» Exercise prompt: Copy out the passage about the cast podcast word for word, in full.

» Supplied text:
As they experience the show as fans for the first time, the women are excited to welcome on their fellow cast members to do the same.
"I can't wait," Bush said of having her former co-stars on the podcast as guests. "It's going to be a parade of all our favorite humans. It's going to be great."
The OTH cast, which includes James Lafferty and Chad Michael Murray, was likewise excited about the podcast when the women spilled the news on a group text.
"We have a group text that literally everyone who's ever been on the show is on... Every single person from our show," Bush explained. "And so when we decided that we were going to do this, long before we announced it, we told everybody what was up, what our plans were, and just said, 'Look, we obviously want to have each and every one of you on. If you don't want to come on, that's totally OK. No hard feelings. But if you do, we can't wait to audibly hug you.'"

» Information supplied:
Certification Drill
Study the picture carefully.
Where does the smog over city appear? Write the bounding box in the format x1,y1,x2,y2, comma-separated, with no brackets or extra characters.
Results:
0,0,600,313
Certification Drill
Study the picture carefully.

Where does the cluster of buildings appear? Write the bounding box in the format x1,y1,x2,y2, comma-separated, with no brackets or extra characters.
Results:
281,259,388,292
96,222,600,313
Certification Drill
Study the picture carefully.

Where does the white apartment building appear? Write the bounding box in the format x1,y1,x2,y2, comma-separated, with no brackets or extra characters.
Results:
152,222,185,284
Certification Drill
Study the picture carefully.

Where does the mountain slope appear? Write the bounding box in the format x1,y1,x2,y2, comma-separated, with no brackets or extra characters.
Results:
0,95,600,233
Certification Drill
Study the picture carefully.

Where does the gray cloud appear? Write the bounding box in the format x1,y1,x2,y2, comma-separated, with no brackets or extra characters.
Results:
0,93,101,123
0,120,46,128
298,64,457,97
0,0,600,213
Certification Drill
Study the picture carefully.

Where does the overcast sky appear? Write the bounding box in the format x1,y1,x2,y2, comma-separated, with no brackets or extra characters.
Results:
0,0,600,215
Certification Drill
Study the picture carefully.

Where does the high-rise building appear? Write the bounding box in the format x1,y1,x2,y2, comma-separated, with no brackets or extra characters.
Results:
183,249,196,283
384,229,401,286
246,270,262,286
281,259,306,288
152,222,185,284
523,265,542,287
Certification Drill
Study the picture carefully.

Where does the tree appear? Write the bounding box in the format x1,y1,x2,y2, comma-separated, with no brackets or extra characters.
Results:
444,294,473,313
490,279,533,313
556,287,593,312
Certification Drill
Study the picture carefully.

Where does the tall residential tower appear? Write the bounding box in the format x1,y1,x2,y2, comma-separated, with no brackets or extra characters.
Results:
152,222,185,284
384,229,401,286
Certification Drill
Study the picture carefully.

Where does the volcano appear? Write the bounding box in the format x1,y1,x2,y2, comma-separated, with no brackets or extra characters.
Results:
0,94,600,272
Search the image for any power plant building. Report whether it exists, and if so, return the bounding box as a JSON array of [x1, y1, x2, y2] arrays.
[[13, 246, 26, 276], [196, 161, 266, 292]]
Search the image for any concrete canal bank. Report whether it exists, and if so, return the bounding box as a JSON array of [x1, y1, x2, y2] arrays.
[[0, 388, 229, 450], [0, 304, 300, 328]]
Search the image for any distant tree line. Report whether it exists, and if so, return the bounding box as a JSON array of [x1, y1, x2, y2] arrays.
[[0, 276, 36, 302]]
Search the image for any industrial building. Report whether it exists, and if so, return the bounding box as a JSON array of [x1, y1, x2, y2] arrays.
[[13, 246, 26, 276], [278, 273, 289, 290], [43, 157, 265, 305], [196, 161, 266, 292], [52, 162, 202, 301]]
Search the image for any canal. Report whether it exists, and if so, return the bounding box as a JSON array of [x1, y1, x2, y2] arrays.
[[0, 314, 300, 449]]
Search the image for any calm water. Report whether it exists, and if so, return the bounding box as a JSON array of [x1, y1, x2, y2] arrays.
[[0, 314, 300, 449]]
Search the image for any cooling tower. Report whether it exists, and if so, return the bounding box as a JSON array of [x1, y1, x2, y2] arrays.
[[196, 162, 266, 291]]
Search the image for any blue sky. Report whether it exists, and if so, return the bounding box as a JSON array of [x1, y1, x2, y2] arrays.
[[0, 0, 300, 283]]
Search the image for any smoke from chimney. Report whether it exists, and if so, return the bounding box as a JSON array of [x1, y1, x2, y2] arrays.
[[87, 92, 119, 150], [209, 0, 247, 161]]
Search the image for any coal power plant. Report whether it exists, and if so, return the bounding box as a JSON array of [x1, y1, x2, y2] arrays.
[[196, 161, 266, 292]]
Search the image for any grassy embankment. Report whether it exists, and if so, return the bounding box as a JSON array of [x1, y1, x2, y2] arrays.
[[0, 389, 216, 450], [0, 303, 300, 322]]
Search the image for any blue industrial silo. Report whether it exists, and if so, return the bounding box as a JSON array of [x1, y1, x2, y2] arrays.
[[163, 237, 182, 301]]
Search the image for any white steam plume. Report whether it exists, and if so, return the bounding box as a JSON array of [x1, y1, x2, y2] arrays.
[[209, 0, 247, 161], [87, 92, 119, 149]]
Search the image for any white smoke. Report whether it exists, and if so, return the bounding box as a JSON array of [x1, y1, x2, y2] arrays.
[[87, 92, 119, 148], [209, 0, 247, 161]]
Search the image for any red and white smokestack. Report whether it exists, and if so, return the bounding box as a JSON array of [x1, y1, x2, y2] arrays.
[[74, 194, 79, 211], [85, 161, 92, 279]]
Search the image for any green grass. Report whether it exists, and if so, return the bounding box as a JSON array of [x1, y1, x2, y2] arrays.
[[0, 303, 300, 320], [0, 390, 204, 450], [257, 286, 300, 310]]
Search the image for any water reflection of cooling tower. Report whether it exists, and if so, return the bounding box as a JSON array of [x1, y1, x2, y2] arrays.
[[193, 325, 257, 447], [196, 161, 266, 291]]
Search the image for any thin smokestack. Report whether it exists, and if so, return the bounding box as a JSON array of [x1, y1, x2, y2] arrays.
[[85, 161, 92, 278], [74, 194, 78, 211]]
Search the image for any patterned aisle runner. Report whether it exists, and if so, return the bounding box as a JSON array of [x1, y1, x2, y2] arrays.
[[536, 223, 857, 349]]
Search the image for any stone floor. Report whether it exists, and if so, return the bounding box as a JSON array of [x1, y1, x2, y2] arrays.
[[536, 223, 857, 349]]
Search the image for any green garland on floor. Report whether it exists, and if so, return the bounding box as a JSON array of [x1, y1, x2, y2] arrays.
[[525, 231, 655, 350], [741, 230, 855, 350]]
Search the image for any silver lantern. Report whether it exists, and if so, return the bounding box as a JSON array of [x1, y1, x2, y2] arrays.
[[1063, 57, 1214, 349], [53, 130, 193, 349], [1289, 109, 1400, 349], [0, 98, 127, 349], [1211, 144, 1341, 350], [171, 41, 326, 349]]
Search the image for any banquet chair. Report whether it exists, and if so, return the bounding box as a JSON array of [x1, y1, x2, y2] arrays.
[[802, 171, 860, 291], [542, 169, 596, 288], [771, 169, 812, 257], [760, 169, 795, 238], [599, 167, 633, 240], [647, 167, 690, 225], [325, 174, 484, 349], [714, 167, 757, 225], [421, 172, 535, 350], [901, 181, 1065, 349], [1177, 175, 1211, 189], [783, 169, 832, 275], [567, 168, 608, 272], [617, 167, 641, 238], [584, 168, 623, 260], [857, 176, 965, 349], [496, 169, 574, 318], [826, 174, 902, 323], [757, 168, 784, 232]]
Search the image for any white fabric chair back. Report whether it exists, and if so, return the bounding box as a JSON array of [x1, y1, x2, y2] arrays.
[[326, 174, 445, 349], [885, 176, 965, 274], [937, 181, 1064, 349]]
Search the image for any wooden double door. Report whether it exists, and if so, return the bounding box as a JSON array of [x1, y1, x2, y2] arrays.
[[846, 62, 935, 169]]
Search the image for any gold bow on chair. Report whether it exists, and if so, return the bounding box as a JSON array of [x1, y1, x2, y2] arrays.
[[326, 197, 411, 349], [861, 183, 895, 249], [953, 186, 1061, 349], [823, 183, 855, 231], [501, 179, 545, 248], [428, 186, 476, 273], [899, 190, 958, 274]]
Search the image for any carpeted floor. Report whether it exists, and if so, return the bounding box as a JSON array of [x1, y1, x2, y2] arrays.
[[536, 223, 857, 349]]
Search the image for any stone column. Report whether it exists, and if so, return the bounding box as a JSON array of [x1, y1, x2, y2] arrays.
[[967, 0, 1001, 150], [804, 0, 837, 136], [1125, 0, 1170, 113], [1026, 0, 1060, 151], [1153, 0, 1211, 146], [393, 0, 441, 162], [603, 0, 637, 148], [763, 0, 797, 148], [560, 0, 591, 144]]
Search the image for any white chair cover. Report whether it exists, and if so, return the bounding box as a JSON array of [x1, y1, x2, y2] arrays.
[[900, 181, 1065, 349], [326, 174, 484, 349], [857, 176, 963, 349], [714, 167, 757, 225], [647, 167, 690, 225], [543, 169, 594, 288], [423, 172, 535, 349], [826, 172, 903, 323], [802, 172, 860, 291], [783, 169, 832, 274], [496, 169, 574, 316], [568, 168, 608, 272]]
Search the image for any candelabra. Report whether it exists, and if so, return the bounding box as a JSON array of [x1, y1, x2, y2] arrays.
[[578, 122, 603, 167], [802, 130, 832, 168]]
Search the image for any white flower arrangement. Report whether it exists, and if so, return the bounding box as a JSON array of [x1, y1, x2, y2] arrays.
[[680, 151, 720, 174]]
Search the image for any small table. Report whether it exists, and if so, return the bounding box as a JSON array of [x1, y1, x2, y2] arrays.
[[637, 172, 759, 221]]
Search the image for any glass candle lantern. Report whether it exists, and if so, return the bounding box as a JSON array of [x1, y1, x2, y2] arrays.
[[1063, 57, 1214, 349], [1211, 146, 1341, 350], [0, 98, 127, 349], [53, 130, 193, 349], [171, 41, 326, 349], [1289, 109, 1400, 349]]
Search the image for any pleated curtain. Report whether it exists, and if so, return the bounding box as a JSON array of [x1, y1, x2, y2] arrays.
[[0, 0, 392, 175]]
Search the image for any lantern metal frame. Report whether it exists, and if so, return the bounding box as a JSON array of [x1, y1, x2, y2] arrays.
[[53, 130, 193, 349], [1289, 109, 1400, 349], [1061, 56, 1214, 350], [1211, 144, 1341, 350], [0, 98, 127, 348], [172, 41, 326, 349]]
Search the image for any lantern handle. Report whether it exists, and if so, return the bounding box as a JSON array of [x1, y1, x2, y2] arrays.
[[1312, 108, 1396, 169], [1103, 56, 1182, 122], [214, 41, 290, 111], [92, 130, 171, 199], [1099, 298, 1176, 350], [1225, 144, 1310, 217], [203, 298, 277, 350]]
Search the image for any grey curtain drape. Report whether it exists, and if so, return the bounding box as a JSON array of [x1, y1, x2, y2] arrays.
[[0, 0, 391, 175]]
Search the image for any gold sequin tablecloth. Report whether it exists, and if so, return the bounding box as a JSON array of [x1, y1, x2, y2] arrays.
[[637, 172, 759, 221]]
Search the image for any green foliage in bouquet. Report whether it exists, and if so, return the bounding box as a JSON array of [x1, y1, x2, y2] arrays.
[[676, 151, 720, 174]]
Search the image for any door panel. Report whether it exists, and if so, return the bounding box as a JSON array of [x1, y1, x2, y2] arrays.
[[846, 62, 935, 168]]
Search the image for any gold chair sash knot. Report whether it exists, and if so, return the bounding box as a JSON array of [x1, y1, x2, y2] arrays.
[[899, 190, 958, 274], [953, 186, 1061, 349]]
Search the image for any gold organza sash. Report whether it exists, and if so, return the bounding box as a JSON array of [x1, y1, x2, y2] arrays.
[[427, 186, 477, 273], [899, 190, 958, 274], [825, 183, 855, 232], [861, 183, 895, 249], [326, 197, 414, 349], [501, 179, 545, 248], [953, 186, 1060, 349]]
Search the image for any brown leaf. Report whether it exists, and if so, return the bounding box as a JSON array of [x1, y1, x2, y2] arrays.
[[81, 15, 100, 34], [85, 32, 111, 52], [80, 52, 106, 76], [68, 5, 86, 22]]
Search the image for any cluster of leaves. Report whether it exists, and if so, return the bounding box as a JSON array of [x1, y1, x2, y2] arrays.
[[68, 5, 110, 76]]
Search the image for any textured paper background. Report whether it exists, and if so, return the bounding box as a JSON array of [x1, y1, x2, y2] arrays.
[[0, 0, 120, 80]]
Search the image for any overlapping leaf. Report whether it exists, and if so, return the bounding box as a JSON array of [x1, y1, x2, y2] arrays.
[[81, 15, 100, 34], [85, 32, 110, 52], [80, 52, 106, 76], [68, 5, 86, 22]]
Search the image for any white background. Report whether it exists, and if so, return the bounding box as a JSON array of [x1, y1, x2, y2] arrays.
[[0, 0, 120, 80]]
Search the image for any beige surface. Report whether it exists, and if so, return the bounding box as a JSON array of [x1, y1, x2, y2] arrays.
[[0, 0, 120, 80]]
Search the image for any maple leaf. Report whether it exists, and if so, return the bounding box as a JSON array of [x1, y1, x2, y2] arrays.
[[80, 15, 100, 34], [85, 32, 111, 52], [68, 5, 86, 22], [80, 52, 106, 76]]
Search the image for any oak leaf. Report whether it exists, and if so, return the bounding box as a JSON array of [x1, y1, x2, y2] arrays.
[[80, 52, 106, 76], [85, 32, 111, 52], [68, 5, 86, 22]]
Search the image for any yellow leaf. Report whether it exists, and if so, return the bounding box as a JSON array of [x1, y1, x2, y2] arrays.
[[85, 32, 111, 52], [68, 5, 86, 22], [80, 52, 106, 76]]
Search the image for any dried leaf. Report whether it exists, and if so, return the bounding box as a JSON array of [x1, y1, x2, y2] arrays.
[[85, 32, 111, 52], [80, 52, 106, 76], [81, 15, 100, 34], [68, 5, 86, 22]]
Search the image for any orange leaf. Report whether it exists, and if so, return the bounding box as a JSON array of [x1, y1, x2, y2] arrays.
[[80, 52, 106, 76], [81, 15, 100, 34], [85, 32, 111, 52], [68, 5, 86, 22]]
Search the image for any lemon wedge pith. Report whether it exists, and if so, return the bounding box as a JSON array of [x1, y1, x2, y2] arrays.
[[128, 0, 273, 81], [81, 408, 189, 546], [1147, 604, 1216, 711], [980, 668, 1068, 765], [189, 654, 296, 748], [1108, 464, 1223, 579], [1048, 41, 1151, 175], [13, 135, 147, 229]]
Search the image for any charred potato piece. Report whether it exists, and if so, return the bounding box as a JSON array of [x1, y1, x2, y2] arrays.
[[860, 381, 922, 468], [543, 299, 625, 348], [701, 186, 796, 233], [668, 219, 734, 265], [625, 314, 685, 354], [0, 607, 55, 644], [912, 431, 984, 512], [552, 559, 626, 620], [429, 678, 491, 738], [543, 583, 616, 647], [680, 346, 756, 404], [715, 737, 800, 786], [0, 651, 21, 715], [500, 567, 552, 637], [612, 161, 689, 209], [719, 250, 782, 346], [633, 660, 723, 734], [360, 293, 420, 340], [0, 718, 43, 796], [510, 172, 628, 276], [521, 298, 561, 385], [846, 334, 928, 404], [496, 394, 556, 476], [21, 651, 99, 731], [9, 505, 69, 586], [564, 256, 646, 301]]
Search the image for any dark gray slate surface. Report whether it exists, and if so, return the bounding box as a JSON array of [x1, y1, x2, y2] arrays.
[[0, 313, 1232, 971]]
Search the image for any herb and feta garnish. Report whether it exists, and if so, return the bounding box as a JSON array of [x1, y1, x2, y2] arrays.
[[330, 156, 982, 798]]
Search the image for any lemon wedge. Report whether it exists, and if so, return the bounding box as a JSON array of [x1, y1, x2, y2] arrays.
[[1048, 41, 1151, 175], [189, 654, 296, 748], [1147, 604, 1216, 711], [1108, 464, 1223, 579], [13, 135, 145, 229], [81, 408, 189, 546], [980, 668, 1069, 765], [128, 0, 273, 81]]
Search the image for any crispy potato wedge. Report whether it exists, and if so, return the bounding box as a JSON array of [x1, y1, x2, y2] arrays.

» Answer section:
As they experience the show as fans for the first time, the women are excited to welcome on their fellow cast members to do the same.
"I can't wait," Bush said of having her former co-stars on the podcast as guests. "It's going to be a parade of all our favorite humans. It's going to be great."
The OTH cast, which includes James Lafferty and Chad Michael Murray, was likewise excited about the podcast when the women spilled the news on a group text.
"We have a group text that literally everyone who's ever been on the show is on... Every single person from our show," Bush explained. "And so when we decided that we were going to do this, long before we announced it, we told everybody what was up, what our plans were, and just said, 'Look, we obviously want to have each and every one of you on. If you don't want to come on, that's totally OK. No hard feelings. But if you do, we can't wait to audibly hug you.'"